Brief:
Please rewrite the entries between the lines holding "For this challenge, identify the forehead" and "point(402, 314)", inclusive, swapping "pin" for "marker" and leaving everything else unchanged.

Items:
☆ ☆ ☆ ☆

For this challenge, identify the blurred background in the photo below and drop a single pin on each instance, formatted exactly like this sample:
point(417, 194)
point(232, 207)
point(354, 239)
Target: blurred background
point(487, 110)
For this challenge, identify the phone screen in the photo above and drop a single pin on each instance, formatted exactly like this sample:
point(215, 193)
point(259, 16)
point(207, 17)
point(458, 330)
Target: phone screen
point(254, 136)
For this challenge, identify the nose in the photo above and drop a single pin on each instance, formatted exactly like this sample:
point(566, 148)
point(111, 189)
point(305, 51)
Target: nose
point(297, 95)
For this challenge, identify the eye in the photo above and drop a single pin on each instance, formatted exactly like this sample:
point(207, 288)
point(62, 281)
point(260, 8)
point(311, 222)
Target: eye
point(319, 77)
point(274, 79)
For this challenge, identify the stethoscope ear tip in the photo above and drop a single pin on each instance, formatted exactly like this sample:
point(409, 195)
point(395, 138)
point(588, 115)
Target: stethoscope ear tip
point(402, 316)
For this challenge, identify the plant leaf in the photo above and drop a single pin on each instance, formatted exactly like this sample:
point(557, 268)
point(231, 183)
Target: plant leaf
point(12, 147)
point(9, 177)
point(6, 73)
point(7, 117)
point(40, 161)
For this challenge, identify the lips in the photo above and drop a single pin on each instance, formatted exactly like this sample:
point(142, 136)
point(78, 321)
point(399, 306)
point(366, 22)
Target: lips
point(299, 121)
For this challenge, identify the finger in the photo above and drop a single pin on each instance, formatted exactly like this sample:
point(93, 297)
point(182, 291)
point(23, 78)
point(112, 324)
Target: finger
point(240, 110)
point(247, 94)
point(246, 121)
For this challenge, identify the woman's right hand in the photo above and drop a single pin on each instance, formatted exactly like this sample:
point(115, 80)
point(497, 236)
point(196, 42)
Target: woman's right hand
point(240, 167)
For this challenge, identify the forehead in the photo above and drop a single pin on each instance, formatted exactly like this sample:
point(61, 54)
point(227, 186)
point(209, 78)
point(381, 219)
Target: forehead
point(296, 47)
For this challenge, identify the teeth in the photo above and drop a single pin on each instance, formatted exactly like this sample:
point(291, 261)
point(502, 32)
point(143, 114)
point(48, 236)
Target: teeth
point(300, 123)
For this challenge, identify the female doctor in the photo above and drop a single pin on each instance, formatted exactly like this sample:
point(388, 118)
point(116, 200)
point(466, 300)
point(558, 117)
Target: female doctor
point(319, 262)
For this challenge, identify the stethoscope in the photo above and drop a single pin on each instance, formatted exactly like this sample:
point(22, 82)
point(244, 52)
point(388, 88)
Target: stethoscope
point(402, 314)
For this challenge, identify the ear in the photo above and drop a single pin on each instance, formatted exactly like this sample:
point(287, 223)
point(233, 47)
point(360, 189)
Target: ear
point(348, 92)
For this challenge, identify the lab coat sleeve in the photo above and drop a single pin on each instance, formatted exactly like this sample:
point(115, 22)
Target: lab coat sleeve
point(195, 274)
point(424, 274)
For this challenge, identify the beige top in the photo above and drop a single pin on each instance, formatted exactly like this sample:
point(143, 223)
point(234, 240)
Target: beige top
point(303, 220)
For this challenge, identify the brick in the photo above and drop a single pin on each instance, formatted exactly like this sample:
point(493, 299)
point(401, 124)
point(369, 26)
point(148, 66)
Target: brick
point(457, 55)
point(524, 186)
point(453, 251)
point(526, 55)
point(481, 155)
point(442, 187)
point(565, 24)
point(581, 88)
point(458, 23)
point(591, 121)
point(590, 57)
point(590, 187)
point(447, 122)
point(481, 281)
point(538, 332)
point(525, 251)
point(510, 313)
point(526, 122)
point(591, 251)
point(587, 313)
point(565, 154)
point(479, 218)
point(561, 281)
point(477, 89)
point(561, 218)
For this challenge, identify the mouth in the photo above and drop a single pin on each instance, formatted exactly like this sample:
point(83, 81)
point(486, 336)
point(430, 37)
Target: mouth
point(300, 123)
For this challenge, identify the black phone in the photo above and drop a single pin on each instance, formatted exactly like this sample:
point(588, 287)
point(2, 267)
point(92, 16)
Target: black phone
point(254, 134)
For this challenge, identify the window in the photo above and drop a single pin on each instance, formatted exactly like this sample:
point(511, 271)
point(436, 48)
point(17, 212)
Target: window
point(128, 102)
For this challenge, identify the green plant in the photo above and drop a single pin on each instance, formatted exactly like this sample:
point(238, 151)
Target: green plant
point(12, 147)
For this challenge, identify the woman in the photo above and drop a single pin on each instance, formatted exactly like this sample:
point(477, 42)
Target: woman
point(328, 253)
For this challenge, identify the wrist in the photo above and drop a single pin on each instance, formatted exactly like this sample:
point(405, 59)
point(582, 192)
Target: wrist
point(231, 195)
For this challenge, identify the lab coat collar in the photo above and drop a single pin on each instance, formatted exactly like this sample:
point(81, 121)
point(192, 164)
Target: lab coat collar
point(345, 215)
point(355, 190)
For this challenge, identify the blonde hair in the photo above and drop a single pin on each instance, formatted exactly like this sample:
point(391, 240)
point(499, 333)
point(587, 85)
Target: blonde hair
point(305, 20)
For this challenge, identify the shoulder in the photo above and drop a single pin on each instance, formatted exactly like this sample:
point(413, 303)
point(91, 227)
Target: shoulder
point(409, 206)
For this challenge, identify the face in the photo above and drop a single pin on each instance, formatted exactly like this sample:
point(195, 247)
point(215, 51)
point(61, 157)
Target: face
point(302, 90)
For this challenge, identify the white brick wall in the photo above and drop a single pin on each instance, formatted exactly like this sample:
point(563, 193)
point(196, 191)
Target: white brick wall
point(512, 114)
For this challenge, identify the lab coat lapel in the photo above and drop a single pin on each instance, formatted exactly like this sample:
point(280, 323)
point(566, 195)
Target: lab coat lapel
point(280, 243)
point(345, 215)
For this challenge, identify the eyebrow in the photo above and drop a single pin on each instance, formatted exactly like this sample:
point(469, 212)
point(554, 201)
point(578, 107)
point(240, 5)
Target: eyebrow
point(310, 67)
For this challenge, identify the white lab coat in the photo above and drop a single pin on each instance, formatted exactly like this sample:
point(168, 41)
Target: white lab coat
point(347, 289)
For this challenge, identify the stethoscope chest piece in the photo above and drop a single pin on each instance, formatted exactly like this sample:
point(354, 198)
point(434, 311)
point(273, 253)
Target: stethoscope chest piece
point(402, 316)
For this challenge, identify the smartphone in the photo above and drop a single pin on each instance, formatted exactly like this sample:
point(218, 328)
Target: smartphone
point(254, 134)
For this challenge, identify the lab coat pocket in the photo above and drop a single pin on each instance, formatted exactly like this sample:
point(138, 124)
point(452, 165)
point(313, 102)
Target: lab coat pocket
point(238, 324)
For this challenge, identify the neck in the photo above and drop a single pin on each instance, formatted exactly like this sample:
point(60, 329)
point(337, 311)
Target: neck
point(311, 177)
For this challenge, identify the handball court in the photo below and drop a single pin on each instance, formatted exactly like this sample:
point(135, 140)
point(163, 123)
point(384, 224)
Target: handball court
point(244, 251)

☆ ☆ ☆ ☆

Finished exercise:
For this challenge, identify the forehead in the photo above and drop a single marker on each instance, formatted exactly like this sample:
point(61, 54)
point(227, 186)
point(209, 78)
point(381, 219)
Target: forehead
point(296, 47)
For this challenge, identify the teeth in the photo above and drop a single marker on each instance, formatted exactly like this sample:
point(291, 261)
point(502, 32)
point(143, 114)
point(48, 236)
Target: teeth
point(300, 123)
For this challenge, identify the female doctor in the photo above and drop a single marker on each instance, formatted exactly like this sample:
point(388, 118)
point(116, 200)
point(466, 300)
point(558, 117)
Target: female doctor
point(319, 262)
For this challenge, identify the stethoscope in the photo above and drop a single marker on each instance, formatted exactly like this sample:
point(22, 82)
point(244, 52)
point(388, 88)
Target: stethoscope
point(402, 314)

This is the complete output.